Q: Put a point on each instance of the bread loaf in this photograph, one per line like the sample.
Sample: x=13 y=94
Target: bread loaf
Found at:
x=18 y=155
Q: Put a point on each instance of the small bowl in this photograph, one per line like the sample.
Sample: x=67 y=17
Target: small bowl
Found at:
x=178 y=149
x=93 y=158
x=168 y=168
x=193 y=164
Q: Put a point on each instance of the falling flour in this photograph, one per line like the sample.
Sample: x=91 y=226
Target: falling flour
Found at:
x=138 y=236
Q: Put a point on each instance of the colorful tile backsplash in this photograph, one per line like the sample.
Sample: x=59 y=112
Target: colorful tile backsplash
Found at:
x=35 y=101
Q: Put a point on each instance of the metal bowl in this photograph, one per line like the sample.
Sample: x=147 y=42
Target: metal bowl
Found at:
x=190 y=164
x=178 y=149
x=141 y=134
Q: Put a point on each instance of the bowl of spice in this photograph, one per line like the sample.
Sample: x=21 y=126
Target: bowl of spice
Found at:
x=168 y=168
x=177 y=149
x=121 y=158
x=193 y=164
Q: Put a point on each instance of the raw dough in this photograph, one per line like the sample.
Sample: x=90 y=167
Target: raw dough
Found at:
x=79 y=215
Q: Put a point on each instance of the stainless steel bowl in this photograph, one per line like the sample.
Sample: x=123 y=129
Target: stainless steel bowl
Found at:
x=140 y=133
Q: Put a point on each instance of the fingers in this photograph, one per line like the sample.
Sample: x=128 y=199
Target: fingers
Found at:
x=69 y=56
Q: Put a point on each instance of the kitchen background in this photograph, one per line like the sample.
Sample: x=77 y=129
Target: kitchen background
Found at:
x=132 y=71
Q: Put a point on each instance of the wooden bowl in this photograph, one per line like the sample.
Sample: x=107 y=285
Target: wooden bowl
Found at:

☆ ☆ ☆ ☆

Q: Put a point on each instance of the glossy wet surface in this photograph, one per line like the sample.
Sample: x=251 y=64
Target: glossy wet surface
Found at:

☆ ☆ ☆ ☆

→ HOW TO COMPLETE THIS TASK
Retype only the lines above between the line with "Q: Put a point on each instance of the colorful" and the line with "Target: stainless steel bowl", counting those two lines as well, and keep every character as it is.

→ ANSWER TO THE PROBLEM
Q: Put a point on each instance of the colorful tile backsplash in this photograph, one per line like the sample.
Sample: x=59 y=112
Target: colorful tile backsplash
Found at:
x=35 y=101
Q: Put a point on each instance of the metal bowl in this photograph, one per line like the sample.
Sample: x=147 y=42
Target: metal bowl
Found at:
x=190 y=164
x=178 y=149
x=141 y=134
Q: Put a point on each instance of the bowl of spice in this photograph, one per line like the sample.
Sample: x=21 y=126
Target: bowl of spice
Found at:
x=168 y=168
x=177 y=149
x=121 y=158
x=193 y=164
Q: Put a point on each instance of the raw dough in this photograph, one per line like the sample.
Sample: x=90 y=167
Target: raw dough
Found at:
x=79 y=215
Q: Put a point on each instance of the stainless steel bowl in this photograph, one per line like the sample.
Sample: x=123 y=129
Target: stainless steel bowl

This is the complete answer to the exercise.